== HOW TO COMPLETE THIS TASK ==
Look through the records below for the line holding "on the green". Write it out exactly, with each following line through the line holding "Query: high-rise building".

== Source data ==
^^^^^^^^

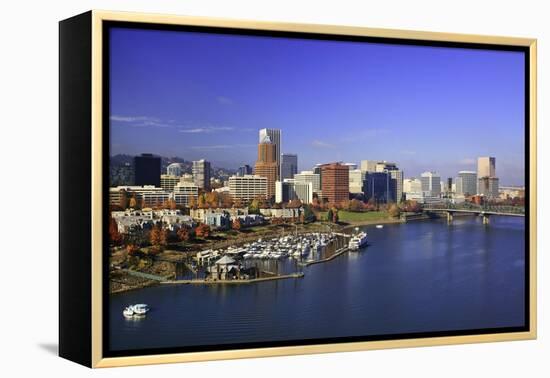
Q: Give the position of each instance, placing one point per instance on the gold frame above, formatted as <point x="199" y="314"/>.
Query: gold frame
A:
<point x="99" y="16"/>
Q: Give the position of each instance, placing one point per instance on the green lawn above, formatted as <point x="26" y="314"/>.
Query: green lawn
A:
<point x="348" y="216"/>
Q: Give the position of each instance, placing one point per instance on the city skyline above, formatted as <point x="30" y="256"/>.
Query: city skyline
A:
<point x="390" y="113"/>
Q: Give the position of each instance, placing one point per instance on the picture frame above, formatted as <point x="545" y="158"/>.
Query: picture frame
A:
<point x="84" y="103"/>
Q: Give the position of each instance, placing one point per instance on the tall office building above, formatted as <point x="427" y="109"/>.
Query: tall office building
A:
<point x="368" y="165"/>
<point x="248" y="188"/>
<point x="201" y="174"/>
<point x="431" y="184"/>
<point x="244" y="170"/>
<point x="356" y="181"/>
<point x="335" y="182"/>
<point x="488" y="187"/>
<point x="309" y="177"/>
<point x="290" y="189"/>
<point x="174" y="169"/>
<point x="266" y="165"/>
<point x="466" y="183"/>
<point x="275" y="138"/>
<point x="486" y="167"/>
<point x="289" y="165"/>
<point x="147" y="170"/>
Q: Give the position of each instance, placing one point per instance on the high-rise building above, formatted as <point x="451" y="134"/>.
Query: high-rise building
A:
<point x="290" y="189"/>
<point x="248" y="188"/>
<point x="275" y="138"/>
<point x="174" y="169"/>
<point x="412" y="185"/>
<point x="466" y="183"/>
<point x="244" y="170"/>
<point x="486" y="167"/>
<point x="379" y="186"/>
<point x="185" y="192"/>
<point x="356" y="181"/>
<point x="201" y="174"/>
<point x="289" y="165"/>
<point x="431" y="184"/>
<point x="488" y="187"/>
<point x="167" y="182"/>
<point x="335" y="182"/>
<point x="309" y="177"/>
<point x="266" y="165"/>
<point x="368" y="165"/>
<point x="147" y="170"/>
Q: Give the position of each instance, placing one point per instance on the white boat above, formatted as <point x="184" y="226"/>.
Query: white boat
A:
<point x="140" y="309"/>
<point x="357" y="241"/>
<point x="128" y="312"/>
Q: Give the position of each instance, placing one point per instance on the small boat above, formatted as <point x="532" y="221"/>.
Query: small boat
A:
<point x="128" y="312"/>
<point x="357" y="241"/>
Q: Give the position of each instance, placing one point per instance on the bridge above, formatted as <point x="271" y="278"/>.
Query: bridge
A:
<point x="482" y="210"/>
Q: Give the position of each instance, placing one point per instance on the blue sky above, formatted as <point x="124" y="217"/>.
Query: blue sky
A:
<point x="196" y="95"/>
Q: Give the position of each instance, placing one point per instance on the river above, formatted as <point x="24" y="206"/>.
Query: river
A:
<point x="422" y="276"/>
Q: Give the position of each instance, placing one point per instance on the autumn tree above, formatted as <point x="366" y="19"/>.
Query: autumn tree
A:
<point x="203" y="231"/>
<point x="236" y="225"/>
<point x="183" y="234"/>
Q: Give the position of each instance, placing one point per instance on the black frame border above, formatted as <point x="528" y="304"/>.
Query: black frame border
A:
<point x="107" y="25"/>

^^^^^^^^

== YOUR SOLUTION ==
Q: Give the position of each instance, placing one point per instance on the green lawn above, formatted as <point x="26" y="314"/>.
Query: green lawn
A:
<point x="348" y="216"/>
Q: Give the position of each instance, placing one point per instance on the city skyline above, formatted as <point x="30" y="256"/>.
Query: city skyline
A:
<point x="390" y="113"/>
Q: Give the position of each instance, placing one point per instance on the picture frame above, formatted as <point x="545" y="158"/>.
Query: picture frame
A:
<point x="84" y="103"/>
Q: Give the position of each instance, placing one point per instance on the tall office building above, formatted as <point x="427" y="109"/>.
Query: tall office building
A:
<point x="368" y="165"/>
<point x="248" y="188"/>
<point x="201" y="174"/>
<point x="431" y="184"/>
<point x="244" y="170"/>
<point x="356" y="181"/>
<point x="335" y="182"/>
<point x="488" y="187"/>
<point x="309" y="177"/>
<point x="290" y="189"/>
<point x="174" y="169"/>
<point x="266" y="165"/>
<point x="466" y="183"/>
<point x="275" y="138"/>
<point x="486" y="167"/>
<point x="289" y="165"/>
<point x="147" y="170"/>
Q: Give the position of each instance, placing one point per instance on the high-rise building above, formatted as <point x="451" y="134"/>.
Query: high-rise building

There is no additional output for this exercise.